### Reading passage
• • • •

There are no new_array or create_array functions that the user must call. All the user has to call to append a pointer onto the end of the array is rsarray_ins_tail(array, element), where element is the new pointer to be appended to array, which is of type struct rsarray_t*.

If array is NULL, then an array is created and returned with element as the first and only element of the array (which is why there is no need for an “array_create” function). If array is not NULL, then the element is appended to the array using realloc if there is not enough space to store another element. Usage is dead-easy:

struct rsarray_t *array;
int a =0, b = 1, c = 2;
array = rsarray_ins_tail (NULL, &a);
array = rsarray_ins_tail (array, &b);
array = rsarray_ins_tail (array, &c);
/* array now contains pointers to a, b and c */

You may not always want to store many references to the variable, though. For example, at this point in the code we may need to modify the values of a, b and c and we don’t want those modifications to take effect on the values already stored in the array. To this end, I provide a function rsa_dup, which will make a duplicate of any object passed to it (with the size of the object specified by the user). The above code can then be written as:

int a = 0, b = 1, c = 2;
array = rsarray_ins_tail (NULL, rsa_dup (&a, sizeof a));
array = rsarray_ins_tail (array, rsa_dup (&b, sizeof b));
array = rsarray_ins_tail (array, rsa_dup (&c, sizeof c));
/* array now contains copies of a, b and c */
a = 42; /* Element 0 of array is still 0 */
/* Change the value of b */
*(int *)array->array[1] = 43;

The above is still a little dirty. The duplication of the variable in the insertion is bound to lead to problems, and the verbose semantics of accessing an element (seen in the last line) is simply unreadable. They can both be fixed with macros:

/* unsafe macro, 'x' should not have side-effects */
#define RSA_INS_TAIL(a,x) \
   rsarray_ins_tail (a, rsa_dup (&x, sizeof x))

• • • •

### Extracted entries

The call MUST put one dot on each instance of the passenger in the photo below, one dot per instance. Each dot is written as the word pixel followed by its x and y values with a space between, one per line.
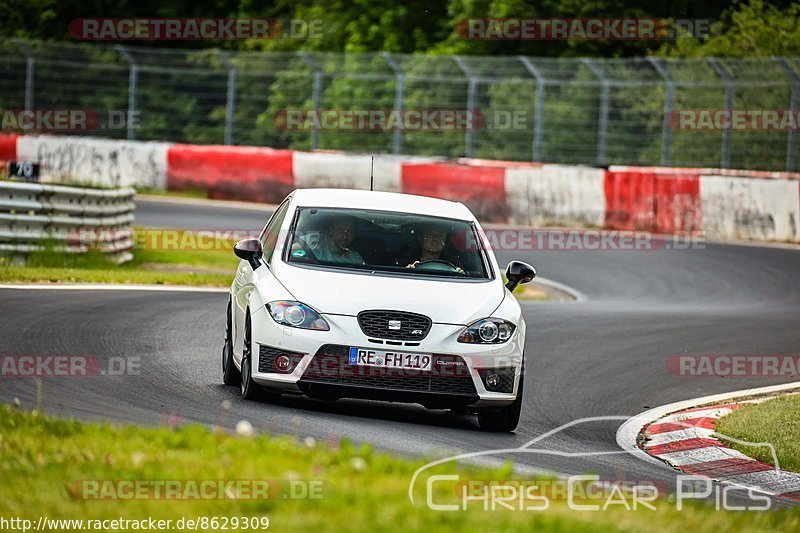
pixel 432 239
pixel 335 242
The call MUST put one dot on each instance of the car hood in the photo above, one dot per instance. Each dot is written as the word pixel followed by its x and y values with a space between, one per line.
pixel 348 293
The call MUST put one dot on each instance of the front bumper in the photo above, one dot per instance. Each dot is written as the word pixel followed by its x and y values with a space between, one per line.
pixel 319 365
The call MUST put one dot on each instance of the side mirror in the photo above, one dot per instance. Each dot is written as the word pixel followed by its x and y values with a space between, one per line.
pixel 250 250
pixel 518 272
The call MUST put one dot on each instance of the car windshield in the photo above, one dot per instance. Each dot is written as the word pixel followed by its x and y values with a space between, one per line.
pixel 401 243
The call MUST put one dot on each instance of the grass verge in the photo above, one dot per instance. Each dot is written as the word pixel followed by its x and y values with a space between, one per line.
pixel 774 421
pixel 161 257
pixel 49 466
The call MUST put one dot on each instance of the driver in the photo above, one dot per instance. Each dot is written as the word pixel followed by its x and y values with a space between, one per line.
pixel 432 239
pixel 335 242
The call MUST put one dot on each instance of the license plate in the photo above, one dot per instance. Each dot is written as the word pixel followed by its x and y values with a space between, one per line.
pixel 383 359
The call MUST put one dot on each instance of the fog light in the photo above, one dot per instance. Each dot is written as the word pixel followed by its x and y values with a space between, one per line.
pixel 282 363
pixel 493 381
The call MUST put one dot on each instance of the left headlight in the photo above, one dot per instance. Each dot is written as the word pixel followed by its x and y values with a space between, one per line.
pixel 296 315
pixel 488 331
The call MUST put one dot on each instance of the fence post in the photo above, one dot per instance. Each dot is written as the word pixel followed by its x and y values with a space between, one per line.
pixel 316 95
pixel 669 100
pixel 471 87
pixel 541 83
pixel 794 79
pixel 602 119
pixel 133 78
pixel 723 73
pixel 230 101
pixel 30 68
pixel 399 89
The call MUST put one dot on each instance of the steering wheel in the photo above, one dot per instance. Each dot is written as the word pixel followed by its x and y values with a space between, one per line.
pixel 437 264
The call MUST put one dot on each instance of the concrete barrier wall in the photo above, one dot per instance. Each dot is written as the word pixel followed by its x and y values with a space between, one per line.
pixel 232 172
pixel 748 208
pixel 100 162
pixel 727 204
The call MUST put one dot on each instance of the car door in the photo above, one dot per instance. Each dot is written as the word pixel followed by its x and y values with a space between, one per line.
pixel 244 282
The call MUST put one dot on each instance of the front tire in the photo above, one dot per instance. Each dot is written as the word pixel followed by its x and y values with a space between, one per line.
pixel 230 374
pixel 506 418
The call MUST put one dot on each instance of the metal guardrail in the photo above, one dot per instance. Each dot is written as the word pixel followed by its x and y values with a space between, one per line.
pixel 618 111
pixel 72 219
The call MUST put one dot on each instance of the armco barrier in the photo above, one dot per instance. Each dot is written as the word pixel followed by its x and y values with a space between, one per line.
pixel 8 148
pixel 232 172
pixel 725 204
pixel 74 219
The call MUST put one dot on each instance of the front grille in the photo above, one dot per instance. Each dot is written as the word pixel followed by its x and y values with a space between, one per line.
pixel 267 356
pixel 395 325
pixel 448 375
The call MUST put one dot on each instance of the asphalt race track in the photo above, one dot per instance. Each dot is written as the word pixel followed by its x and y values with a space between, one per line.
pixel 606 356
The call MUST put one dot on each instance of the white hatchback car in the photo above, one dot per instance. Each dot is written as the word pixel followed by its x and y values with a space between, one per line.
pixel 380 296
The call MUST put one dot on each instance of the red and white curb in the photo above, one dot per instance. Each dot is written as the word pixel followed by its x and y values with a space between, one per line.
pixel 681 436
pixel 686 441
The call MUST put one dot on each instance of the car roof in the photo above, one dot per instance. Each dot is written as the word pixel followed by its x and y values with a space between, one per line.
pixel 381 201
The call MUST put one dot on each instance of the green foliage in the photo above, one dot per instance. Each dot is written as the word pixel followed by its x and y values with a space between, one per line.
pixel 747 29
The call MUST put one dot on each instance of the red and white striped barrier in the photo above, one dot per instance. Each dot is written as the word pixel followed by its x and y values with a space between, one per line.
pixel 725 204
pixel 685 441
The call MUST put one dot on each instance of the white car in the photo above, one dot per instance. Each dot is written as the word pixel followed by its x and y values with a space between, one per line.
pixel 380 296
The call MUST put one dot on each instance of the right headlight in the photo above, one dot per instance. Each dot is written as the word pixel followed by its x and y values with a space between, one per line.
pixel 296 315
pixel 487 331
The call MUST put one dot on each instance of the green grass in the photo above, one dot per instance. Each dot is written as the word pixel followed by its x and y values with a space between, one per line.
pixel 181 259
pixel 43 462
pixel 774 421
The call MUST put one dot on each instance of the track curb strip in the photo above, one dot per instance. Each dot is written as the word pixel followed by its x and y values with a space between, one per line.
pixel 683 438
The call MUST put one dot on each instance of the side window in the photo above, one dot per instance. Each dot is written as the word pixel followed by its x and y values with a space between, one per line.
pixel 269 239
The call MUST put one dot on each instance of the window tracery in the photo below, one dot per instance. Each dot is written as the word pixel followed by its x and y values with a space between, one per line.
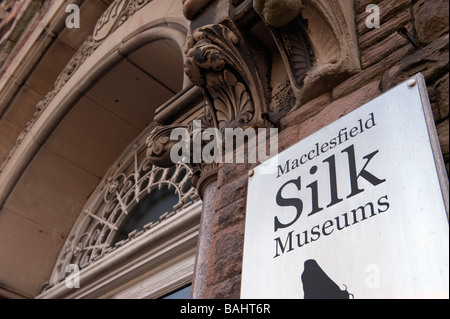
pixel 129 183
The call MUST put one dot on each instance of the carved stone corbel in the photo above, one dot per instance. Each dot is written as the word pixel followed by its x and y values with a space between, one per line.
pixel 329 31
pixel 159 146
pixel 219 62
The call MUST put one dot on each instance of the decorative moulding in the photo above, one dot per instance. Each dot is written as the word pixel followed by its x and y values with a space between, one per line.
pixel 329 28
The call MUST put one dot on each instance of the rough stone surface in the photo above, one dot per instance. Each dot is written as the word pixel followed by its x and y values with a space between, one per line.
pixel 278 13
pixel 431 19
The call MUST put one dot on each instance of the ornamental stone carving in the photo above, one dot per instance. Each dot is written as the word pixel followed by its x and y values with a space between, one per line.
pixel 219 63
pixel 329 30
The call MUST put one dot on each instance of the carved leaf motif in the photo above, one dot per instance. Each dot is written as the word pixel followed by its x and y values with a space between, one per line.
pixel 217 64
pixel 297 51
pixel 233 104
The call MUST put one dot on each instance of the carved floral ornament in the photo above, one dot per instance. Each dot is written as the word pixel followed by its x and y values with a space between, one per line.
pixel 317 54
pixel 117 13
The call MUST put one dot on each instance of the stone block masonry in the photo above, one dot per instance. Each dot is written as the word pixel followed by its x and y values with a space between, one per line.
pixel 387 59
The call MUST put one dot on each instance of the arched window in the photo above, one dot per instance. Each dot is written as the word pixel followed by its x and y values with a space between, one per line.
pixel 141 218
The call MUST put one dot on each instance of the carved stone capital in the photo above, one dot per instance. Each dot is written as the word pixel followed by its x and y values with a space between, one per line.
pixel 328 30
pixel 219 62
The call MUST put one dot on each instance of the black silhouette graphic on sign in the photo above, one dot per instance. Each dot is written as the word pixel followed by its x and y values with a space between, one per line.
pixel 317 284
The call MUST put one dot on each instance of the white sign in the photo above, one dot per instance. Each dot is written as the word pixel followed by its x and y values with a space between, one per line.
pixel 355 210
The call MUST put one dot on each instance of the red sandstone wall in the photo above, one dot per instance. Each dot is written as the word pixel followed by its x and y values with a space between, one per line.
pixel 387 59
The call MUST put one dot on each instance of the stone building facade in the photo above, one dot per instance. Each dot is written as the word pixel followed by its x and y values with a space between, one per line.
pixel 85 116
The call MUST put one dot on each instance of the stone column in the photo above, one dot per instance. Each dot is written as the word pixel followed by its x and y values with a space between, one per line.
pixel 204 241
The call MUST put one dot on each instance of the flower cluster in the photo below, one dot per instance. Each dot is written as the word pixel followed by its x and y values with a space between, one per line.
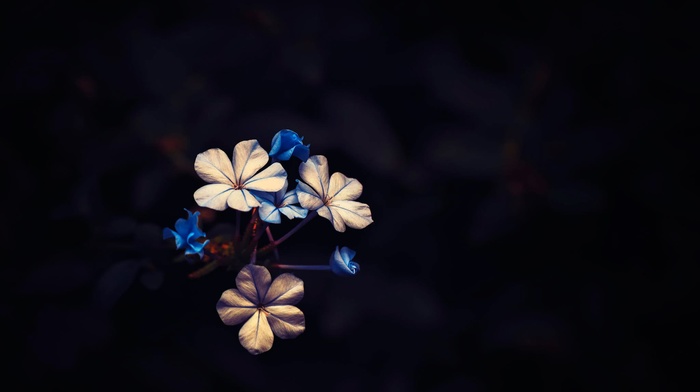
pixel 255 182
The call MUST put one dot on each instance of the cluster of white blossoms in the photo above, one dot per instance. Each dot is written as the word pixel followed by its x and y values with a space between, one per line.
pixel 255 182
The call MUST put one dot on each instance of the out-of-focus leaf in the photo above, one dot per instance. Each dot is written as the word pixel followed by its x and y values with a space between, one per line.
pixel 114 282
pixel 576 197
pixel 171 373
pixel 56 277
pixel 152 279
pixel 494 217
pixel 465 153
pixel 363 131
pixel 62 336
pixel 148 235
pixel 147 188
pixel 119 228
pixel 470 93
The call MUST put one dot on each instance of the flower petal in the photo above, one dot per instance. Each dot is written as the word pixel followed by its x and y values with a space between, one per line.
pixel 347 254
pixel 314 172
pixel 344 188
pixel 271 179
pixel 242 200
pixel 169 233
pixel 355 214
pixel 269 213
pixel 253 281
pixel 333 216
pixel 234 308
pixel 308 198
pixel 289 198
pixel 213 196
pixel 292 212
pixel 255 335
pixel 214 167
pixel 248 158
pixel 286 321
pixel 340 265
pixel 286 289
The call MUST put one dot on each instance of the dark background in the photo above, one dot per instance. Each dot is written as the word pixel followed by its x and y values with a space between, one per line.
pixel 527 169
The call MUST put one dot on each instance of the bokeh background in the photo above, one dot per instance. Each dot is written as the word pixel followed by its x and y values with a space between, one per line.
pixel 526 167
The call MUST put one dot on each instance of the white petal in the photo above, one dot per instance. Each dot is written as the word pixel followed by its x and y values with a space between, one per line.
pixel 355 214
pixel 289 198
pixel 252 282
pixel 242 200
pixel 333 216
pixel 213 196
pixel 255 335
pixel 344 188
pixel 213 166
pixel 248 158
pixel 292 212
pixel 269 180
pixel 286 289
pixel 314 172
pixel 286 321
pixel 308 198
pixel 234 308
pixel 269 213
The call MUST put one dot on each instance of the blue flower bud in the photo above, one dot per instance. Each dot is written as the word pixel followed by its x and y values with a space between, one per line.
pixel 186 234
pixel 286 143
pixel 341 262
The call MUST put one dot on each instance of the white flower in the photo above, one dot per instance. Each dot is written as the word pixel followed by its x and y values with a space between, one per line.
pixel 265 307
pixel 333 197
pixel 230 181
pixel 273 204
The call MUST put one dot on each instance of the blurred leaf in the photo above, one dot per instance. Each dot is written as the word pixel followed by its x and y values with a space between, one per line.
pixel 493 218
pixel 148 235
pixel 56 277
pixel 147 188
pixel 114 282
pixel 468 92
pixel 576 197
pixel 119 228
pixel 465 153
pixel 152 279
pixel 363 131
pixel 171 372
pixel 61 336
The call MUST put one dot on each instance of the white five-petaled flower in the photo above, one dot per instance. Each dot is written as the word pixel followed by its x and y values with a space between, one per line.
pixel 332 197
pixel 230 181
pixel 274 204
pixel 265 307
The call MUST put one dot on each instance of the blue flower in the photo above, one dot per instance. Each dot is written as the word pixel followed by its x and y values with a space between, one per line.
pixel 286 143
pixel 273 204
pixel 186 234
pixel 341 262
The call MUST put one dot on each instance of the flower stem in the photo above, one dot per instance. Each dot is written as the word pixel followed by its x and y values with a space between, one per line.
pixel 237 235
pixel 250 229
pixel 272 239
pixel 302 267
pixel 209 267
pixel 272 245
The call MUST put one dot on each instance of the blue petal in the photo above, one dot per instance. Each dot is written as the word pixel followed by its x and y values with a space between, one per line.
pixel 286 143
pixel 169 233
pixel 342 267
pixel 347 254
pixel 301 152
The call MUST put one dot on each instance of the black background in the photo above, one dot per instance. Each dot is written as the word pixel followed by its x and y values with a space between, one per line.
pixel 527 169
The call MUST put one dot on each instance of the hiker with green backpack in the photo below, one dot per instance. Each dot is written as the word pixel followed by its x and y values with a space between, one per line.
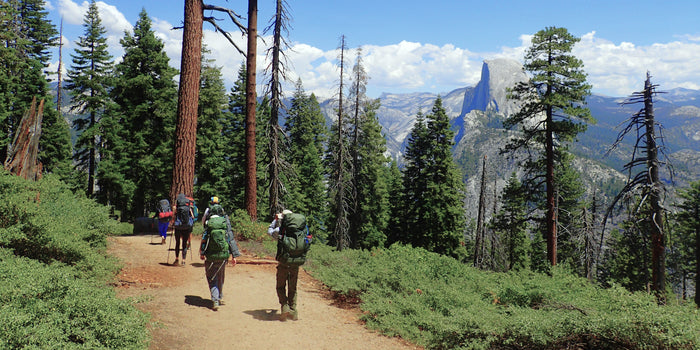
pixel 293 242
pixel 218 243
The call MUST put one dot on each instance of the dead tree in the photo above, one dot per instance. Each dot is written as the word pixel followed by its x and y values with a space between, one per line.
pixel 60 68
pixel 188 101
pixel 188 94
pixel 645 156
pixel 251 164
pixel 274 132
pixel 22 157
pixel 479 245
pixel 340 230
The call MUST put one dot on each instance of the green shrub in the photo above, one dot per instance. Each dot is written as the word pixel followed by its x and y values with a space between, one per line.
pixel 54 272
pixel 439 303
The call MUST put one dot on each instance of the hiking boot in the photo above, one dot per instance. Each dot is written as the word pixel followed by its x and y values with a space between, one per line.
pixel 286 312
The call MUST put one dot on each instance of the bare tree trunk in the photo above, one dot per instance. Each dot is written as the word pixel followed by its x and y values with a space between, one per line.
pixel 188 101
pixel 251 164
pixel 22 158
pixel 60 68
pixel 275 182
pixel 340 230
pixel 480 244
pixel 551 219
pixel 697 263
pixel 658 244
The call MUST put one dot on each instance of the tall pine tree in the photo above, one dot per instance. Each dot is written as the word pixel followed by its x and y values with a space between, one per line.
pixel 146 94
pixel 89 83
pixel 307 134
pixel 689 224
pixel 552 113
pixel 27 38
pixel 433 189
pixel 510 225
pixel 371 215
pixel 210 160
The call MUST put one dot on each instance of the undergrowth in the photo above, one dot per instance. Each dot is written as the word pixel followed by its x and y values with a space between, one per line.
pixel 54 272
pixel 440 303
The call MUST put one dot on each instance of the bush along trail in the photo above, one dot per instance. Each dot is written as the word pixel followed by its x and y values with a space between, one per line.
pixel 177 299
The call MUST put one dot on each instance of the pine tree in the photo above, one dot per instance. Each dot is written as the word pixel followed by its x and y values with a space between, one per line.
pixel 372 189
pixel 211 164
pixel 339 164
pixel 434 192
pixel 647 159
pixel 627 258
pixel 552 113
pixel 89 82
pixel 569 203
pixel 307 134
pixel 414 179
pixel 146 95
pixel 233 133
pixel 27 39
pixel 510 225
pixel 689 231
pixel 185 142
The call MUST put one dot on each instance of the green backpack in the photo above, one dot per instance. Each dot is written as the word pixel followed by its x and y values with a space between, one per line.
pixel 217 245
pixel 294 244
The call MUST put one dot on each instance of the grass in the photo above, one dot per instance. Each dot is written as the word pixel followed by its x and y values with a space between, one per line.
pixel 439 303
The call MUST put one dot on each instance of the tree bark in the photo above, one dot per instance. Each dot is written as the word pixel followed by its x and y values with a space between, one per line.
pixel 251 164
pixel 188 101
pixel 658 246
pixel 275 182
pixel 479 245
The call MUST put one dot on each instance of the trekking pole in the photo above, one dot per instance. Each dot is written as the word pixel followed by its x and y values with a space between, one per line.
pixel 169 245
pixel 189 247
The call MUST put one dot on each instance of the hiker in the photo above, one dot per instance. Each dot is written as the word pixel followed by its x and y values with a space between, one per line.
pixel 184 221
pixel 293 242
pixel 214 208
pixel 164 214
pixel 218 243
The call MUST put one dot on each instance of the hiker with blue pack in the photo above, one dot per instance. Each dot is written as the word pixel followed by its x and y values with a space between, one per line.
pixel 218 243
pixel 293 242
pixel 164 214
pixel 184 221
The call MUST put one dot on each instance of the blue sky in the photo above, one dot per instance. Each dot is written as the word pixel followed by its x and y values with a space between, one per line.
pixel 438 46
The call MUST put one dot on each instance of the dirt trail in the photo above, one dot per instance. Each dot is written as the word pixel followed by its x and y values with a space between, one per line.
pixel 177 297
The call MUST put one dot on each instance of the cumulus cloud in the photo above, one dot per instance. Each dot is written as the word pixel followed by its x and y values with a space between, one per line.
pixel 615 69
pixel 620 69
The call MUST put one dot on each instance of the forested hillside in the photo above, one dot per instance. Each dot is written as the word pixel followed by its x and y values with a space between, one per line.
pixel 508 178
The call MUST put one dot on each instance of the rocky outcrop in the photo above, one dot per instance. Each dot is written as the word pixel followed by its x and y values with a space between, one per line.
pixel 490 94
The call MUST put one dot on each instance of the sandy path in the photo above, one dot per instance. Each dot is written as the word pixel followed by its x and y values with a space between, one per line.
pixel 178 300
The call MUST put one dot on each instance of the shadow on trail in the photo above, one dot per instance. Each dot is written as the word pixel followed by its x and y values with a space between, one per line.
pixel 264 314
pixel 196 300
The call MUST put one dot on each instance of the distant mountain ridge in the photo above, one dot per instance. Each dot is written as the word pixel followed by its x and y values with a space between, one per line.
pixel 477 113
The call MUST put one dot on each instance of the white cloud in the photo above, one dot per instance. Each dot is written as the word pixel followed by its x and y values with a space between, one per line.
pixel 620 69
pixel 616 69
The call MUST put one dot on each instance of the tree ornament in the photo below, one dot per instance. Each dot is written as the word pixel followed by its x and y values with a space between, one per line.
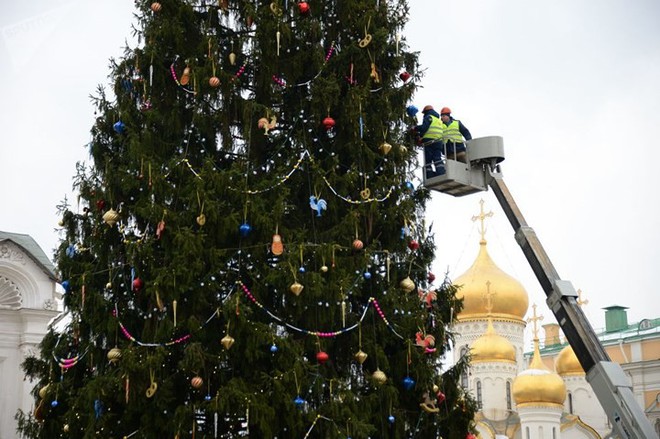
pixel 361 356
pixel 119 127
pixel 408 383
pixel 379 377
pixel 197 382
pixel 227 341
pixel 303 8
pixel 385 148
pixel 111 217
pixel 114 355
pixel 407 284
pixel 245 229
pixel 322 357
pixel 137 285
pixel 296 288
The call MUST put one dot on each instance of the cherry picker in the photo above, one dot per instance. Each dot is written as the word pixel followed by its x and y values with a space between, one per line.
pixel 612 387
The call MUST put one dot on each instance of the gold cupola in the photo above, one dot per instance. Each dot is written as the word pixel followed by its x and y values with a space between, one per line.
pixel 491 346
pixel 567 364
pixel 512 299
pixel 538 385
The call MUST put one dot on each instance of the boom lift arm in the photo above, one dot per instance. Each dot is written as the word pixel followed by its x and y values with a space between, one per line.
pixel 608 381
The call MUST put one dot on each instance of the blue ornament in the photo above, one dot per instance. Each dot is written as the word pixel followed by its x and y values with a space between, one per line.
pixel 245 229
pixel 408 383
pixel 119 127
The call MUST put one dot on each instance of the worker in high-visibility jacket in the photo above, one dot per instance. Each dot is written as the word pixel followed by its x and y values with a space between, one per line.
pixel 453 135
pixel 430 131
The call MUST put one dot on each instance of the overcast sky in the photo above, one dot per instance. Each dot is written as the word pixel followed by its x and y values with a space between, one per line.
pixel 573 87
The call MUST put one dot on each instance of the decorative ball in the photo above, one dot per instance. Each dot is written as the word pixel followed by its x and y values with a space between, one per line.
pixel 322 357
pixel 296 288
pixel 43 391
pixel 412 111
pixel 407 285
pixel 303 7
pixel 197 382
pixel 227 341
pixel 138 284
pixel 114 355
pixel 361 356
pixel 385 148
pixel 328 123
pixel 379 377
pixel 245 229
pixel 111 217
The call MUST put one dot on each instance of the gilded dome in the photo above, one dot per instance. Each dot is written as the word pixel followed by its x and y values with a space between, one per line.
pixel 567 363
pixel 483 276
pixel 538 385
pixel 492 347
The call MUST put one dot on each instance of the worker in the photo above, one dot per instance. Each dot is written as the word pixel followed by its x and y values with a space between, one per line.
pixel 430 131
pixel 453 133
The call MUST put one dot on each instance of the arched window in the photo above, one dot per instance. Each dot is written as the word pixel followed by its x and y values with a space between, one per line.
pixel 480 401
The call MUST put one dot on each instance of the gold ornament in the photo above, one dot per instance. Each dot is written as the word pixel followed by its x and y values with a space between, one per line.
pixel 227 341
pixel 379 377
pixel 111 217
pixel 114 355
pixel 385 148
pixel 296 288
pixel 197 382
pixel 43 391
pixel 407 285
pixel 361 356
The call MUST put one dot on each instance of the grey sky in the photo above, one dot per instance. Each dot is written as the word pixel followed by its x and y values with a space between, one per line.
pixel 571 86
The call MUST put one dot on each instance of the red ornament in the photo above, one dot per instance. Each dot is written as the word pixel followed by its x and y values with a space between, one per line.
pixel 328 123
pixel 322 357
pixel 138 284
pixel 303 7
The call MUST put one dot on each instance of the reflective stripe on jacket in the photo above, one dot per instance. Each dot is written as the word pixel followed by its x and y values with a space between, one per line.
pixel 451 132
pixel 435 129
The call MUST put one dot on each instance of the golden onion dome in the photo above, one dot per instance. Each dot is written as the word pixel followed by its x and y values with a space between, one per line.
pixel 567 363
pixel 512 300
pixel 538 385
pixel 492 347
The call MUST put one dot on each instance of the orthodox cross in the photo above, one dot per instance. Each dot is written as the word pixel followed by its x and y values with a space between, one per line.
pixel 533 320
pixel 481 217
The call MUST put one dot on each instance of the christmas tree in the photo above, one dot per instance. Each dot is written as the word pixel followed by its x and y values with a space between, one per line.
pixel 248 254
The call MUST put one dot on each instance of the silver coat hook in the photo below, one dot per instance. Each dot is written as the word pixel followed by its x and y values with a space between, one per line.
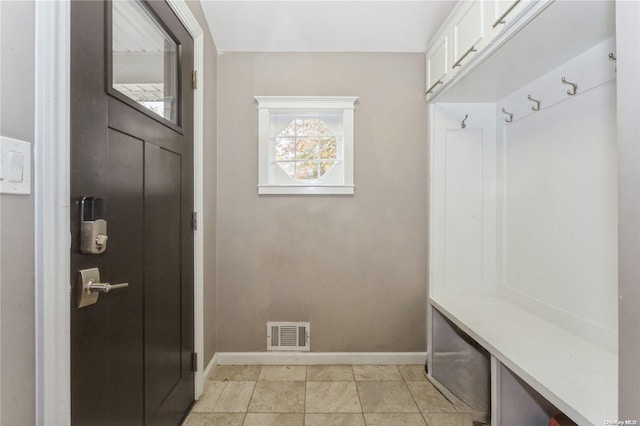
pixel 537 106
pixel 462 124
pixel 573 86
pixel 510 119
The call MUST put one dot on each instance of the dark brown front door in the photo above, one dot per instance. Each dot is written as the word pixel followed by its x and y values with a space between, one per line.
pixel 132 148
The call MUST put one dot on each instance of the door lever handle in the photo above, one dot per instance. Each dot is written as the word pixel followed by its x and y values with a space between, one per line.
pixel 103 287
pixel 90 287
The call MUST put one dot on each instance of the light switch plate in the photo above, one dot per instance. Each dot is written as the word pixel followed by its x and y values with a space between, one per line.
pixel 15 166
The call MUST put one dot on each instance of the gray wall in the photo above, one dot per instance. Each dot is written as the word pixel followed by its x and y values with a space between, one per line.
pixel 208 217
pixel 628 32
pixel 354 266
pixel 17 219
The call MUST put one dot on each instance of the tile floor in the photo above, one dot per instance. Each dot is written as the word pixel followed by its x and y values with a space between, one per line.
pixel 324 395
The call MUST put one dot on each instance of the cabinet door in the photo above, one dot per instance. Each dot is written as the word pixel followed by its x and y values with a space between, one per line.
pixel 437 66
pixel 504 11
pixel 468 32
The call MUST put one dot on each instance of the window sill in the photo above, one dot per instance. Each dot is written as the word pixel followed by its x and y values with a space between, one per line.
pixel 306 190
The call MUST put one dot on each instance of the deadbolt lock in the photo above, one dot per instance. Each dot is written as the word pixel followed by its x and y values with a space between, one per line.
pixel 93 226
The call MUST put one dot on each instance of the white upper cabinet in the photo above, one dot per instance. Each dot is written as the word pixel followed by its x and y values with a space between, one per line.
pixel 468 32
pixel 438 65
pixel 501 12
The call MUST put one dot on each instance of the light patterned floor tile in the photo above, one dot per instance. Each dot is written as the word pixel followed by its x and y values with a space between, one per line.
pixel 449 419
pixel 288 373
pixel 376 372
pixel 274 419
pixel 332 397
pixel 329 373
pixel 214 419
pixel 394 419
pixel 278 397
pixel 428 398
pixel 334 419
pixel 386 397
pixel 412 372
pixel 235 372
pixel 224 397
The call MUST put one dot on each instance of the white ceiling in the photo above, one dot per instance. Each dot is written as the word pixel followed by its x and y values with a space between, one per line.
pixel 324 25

• • • •

### Task directions
Please answer from the text on the pointer array functions: what does rsarray_ins_tail do when the array passed to it is NULL? The records bear no relation to the text.

### Result below
It creates and returns an array with the element as its first and only element.